Named-object pointing records
►

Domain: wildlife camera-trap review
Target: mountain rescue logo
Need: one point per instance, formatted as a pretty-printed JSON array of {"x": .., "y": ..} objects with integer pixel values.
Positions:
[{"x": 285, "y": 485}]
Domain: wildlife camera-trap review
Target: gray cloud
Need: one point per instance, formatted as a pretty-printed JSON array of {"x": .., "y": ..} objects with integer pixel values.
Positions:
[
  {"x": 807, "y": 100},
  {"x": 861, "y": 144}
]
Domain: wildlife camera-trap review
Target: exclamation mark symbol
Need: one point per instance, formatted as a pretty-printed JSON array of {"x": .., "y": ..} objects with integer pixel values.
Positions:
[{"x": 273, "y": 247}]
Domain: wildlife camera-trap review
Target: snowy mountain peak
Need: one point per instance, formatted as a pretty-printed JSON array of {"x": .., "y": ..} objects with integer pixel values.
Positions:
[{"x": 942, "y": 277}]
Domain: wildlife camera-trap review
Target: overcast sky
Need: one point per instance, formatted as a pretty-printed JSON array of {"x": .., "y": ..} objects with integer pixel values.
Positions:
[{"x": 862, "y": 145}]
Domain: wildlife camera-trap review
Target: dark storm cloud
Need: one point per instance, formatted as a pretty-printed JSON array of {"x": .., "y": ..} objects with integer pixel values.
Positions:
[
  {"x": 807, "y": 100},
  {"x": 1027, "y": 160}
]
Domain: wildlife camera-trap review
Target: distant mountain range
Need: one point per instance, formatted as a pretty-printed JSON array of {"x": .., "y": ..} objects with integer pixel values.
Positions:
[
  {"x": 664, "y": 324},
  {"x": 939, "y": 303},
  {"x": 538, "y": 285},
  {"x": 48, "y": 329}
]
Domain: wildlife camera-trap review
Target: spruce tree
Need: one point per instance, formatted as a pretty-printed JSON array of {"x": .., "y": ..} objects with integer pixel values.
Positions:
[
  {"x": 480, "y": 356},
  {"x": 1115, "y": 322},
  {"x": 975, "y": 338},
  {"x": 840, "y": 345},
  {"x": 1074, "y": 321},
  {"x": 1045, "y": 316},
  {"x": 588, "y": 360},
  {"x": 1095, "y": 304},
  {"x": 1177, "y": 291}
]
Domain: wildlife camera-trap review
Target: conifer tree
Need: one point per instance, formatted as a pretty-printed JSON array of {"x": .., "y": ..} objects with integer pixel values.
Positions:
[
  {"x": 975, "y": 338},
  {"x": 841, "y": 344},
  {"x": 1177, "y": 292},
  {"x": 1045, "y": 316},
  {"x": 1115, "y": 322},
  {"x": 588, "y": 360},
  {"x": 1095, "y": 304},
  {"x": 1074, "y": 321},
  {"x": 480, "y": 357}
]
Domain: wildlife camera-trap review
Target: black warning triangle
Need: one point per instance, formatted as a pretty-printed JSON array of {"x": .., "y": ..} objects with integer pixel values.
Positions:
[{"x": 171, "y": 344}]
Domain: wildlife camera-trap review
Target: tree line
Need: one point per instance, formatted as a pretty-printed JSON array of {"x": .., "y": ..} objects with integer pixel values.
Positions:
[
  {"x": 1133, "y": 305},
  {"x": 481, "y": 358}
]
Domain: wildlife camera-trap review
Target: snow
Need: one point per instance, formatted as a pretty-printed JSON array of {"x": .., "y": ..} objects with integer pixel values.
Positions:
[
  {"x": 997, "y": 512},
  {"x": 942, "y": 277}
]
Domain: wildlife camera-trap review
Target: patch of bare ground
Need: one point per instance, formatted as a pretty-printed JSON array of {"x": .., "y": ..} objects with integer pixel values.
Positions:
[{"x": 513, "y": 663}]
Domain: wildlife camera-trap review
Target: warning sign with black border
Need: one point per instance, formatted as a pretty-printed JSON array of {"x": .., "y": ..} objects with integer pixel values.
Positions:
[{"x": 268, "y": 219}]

◄

> **DIRECTIVE**:
The records above should be restated word for word, please.

> **SOLUTION TO THE PROBLEM**:
Domain: wildlife camera-trap review
Target: mountain rescue logo
Need: one point per instance, formatted as a pretty-printed JSON array of {"x": .., "y": ..} objects with integer pixel values.
Positions:
[{"x": 285, "y": 485}]
Domain: wildlife camera-trap review
Target: gray cloud
Need: one point per instance, formatted as a pretty-printed JSON array of {"x": .., "y": ..} objects with integer pixel values.
Positions:
[
  {"x": 807, "y": 100},
  {"x": 861, "y": 144}
]
Domain: wildlife camera-trap review
Target: exclamation mark symbol
Need: one point per instance, formatted as a pretty-printed JSON array of {"x": .., "y": ..} objects with integer pixel values.
Positions:
[{"x": 273, "y": 247}]
Domain: wildlife camera-trap review
Target: snowy mountain peak
Need: one point per instance, formatted as a pretty-printed JSON array of {"x": .., "y": ..} objects with integer pixel values.
Positions:
[{"x": 942, "y": 277}]
Domain: wildlife camera-trap review
Target: overcast sky
Need: one point per instance, formatted as a pretty-printed JSON array of {"x": .., "y": ..} objects with integer pixel values.
Positions:
[{"x": 862, "y": 145}]
Domain: wildlife camera-trap review
Target: dark storm cloud
Need: one point per instance, formatted as a pretty-printed JSON array of {"x": .., "y": ..} objects with integer pixel values.
Positions:
[
  {"x": 807, "y": 100},
  {"x": 1027, "y": 160}
]
Domain: wildlife camera-trap review
Target: distant mountain range
Need: one point per instance, formatted as a pretty-printed JSON array of {"x": .., "y": ..} objects with integer pixel values.
Positions:
[
  {"x": 664, "y": 324},
  {"x": 939, "y": 303},
  {"x": 538, "y": 285},
  {"x": 48, "y": 329}
]
Domain: wildlife camera-trap review
Target: spruce tree
Need: one point per instance, formatted as a pretty-printed JSON array of {"x": .., "y": ..} objects with integer pixel values.
Positions:
[
  {"x": 480, "y": 356},
  {"x": 1115, "y": 322},
  {"x": 975, "y": 338},
  {"x": 840, "y": 345},
  {"x": 1074, "y": 321},
  {"x": 1045, "y": 316},
  {"x": 588, "y": 360},
  {"x": 1095, "y": 304},
  {"x": 1177, "y": 291}
]
Domain: wildlife camera-trap review
Target: conifer tree
Need: one point per instance, formatted as a pretty-printed JSON array of {"x": .., "y": ..} objects with integer pixel values.
Positions:
[
  {"x": 975, "y": 338},
  {"x": 841, "y": 344},
  {"x": 1177, "y": 292},
  {"x": 1045, "y": 316},
  {"x": 1115, "y": 322},
  {"x": 588, "y": 360},
  {"x": 1095, "y": 304},
  {"x": 1074, "y": 321},
  {"x": 480, "y": 357}
]
Domain: wildlife camera-trap review
Target: black warning triangle
Need: one point per instance, formatted as a pretty-printed JSON array of {"x": .., "y": ..} objects with integer pixel values.
Positions:
[{"x": 171, "y": 344}]
Domain: wildlife camera-trap review
Target: tree line
Need: one point per instance, formatted as a pretty-printed JSON array of {"x": .., "y": ..} objects with integer pixel values.
Positions:
[
  {"x": 1133, "y": 305},
  {"x": 481, "y": 358}
]
Domain: wildlife camera-trap review
Target: snow
Need: one point per instance, formatted as a pretty-printed JSON array of {"x": .., "y": ..} objects with integer pixel values.
Positions:
[
  {"x": 997, "y": 512},
  {"x": 942, "y": 277}
]
Domain: wildlife camera-trap review
Target: patch of bare ground
Need: one point per instance, formatted as a pretty-printed JSON array of {"x": .., "y": ..} objects with integer pixel values.
Positions:
[{"x": 513, "y": 663}]
Domain: wildlife camera-trap review
Target: warning sign with black border
Need: one point per instance, formatted as a pretty-printed JSON array of {"x": .., "y": ..} objects with integer pixel values.
Positions:
[{"x": 268, "y": 219}]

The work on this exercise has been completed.